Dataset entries
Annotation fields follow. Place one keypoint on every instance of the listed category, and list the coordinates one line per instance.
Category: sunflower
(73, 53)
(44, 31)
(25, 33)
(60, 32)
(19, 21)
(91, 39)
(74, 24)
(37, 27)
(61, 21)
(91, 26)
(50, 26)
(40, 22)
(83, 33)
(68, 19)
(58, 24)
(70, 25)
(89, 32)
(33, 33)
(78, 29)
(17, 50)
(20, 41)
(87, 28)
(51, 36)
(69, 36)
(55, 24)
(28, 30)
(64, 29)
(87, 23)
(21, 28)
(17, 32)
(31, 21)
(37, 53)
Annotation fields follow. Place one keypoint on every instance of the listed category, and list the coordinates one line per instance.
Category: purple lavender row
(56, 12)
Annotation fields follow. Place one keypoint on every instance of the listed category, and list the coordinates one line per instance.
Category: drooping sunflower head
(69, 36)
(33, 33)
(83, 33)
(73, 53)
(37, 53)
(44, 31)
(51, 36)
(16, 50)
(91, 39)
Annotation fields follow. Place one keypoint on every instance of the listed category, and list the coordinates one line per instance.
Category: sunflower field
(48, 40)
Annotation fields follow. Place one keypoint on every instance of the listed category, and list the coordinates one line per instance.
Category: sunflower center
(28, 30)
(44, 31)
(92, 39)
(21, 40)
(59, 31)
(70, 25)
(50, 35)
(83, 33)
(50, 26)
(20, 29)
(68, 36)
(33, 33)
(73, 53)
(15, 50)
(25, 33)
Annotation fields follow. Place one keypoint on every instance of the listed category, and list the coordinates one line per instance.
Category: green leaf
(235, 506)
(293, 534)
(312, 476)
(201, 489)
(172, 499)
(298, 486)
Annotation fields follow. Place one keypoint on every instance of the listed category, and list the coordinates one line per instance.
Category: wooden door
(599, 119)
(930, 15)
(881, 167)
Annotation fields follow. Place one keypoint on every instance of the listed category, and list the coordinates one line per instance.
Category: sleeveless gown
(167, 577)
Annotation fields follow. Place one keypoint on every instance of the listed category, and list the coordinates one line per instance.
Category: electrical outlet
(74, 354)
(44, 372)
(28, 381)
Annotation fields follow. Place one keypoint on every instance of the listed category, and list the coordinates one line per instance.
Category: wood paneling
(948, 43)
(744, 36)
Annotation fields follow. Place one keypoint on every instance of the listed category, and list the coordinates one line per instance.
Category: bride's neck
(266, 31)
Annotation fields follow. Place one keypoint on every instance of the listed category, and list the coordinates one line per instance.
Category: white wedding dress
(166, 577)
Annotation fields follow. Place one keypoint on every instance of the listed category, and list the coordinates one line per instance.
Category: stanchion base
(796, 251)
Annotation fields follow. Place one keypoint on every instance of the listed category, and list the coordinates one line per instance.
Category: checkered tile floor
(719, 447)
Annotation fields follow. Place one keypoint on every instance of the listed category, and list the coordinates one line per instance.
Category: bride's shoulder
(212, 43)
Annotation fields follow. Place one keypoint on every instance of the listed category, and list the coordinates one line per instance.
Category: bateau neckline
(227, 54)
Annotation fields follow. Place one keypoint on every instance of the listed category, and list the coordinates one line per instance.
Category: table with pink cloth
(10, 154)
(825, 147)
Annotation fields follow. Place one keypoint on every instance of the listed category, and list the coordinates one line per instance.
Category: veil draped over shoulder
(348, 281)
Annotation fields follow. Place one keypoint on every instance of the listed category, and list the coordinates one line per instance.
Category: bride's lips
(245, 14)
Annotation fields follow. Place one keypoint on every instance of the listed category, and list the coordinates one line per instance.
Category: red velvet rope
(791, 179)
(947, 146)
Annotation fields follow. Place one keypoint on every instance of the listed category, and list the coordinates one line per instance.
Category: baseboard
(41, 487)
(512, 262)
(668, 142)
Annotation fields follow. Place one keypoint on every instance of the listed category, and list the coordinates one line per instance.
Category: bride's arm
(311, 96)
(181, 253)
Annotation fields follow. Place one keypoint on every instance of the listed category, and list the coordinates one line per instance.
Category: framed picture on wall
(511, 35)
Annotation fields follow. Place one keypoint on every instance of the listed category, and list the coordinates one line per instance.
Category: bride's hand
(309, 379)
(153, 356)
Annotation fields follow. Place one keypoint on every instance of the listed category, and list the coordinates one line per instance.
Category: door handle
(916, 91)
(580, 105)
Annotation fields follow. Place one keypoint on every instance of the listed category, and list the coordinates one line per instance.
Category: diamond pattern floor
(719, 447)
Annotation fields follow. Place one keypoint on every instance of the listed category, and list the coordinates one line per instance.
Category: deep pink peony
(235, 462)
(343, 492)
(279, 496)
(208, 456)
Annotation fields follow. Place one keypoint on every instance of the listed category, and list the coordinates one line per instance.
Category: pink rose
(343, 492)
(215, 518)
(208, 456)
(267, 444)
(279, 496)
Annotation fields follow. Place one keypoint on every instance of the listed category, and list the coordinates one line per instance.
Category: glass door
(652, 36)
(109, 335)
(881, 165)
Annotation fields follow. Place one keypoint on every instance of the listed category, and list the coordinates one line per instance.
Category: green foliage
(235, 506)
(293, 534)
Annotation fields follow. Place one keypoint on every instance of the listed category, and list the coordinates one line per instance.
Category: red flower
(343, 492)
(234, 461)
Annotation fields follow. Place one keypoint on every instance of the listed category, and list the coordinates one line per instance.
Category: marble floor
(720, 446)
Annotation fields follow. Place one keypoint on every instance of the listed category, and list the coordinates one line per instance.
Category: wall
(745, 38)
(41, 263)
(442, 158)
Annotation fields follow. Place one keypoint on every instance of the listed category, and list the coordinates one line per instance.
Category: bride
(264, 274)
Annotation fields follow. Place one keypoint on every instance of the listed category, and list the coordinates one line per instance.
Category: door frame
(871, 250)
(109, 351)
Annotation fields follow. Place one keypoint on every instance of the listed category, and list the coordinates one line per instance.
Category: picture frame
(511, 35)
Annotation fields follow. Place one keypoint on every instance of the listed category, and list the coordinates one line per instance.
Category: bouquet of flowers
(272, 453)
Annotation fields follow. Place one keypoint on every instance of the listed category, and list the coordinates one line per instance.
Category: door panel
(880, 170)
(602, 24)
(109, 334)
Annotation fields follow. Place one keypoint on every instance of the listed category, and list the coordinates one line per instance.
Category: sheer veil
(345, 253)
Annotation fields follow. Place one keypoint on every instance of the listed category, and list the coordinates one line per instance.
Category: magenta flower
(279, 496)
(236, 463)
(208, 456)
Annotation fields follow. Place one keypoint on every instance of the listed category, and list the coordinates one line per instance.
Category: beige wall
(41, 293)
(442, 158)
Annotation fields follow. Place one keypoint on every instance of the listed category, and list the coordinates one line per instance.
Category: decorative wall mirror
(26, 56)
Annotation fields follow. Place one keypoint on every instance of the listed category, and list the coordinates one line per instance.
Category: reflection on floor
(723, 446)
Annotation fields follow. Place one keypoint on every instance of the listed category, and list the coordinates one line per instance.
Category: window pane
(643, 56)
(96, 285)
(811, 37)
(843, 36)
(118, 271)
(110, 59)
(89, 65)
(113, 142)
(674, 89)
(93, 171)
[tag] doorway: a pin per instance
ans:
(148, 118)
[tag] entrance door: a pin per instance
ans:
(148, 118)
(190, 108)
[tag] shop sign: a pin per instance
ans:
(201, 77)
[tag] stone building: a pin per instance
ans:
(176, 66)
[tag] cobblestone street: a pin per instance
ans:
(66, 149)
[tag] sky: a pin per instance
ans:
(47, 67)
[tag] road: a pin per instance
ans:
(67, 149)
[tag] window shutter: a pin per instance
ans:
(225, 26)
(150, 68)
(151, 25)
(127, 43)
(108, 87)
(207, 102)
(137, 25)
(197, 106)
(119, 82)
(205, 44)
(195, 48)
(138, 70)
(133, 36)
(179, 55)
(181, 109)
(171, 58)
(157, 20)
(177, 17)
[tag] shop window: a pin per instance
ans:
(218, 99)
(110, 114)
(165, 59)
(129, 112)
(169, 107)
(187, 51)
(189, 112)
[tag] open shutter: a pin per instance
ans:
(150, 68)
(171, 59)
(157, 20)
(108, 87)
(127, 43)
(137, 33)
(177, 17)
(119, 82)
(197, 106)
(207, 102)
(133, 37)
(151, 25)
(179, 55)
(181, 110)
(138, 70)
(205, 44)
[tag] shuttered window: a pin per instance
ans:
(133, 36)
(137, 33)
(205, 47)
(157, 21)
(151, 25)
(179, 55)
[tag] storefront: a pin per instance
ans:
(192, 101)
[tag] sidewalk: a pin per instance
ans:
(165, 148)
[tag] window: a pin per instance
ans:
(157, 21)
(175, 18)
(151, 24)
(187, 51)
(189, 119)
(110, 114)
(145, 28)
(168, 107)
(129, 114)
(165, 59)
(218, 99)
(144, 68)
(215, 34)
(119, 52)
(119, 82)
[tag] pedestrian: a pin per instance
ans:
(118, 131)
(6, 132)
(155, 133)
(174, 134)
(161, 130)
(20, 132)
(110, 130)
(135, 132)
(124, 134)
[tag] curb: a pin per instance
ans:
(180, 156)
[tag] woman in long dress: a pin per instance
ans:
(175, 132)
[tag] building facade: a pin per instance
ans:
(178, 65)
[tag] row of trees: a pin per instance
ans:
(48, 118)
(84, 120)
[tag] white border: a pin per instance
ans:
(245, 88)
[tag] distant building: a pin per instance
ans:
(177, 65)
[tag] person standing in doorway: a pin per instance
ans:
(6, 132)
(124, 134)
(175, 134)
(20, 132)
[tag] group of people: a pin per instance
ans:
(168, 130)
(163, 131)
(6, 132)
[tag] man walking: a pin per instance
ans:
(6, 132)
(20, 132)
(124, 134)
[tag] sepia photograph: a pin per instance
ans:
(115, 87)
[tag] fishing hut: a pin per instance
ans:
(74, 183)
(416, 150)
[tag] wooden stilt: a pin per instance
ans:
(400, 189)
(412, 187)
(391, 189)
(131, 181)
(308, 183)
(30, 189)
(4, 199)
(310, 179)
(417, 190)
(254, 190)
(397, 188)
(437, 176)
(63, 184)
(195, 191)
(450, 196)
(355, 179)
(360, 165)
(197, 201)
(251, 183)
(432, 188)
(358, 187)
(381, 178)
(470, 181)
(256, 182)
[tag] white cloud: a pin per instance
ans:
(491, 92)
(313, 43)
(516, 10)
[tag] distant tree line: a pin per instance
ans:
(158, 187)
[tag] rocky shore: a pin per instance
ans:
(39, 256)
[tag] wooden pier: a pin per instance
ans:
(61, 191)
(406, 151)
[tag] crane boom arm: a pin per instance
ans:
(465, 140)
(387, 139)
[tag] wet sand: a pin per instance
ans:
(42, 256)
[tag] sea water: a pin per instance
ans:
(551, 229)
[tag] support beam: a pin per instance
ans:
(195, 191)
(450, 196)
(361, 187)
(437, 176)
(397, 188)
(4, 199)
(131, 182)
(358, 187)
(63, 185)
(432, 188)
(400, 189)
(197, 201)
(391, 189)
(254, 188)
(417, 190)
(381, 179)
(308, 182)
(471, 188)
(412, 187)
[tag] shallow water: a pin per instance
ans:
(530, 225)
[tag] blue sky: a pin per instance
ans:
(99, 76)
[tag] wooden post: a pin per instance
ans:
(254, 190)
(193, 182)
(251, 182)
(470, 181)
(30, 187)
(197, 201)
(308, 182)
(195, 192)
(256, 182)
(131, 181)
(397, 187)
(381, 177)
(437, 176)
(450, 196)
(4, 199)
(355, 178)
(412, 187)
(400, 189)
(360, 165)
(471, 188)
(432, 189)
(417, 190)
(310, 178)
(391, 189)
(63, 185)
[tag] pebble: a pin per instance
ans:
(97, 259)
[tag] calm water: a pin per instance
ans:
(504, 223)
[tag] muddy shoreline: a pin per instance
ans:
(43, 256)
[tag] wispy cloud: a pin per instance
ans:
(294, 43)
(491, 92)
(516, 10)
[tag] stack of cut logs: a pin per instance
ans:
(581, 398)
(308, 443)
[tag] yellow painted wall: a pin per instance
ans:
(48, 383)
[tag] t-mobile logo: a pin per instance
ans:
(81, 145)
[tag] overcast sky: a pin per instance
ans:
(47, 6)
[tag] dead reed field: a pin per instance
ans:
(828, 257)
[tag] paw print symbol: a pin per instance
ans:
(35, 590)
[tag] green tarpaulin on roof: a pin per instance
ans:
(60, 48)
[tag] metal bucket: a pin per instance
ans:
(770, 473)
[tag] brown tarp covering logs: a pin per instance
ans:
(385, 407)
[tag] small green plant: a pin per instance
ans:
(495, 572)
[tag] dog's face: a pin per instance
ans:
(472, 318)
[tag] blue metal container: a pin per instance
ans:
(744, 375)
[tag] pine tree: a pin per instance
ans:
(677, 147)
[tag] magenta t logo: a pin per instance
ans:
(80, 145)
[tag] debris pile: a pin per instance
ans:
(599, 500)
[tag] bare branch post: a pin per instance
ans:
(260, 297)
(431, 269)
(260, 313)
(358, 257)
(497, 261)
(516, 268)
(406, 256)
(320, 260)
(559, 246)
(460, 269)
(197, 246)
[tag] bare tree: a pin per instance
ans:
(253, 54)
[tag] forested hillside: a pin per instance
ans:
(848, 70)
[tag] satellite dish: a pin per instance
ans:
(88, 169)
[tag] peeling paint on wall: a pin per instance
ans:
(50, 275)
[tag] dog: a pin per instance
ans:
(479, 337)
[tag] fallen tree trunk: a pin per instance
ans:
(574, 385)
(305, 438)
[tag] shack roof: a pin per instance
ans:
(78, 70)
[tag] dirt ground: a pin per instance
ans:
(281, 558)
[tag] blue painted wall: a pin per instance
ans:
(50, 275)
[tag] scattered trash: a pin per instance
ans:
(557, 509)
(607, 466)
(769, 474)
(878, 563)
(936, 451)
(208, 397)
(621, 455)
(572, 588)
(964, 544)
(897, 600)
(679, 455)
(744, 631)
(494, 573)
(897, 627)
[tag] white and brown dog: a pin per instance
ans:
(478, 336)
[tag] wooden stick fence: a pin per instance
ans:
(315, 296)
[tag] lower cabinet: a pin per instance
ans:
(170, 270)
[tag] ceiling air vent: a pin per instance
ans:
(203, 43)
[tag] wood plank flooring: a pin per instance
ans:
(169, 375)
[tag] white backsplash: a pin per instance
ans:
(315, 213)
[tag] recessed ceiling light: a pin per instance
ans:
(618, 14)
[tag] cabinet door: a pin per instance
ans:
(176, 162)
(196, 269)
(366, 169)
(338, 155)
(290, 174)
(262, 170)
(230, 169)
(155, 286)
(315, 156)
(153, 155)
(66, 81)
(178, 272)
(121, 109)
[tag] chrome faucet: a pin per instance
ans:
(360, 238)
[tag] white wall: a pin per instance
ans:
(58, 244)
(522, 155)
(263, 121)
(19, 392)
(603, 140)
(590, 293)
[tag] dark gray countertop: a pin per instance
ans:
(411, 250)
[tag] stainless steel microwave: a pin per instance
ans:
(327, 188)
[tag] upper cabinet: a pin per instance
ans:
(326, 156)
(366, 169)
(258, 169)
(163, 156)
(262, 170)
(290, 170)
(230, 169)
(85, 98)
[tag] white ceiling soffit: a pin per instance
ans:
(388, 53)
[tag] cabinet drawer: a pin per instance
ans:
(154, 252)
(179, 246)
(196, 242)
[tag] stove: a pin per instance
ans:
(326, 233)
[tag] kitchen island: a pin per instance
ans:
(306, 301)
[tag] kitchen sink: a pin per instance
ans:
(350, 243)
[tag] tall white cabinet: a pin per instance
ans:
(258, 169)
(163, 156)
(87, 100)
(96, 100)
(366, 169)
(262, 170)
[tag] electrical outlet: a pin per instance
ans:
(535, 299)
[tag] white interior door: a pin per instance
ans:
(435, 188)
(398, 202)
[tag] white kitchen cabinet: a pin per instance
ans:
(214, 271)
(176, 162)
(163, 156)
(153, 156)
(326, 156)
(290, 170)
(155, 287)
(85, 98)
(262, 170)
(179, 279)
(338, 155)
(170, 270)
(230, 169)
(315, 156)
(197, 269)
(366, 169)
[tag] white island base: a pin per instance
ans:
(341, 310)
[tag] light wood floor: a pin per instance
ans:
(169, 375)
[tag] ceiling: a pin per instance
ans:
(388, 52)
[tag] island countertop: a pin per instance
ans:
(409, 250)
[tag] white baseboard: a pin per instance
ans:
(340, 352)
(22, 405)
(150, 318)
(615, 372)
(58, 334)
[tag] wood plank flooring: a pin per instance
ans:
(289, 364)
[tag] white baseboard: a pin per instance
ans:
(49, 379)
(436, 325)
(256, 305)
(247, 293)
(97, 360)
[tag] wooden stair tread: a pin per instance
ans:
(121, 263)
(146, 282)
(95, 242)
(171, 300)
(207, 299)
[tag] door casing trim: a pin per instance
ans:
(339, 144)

▶ _Problem description_: Please say how many lines in the entries hold the string "cabinet". Give only the number.

▶ _Exercise solution_: 6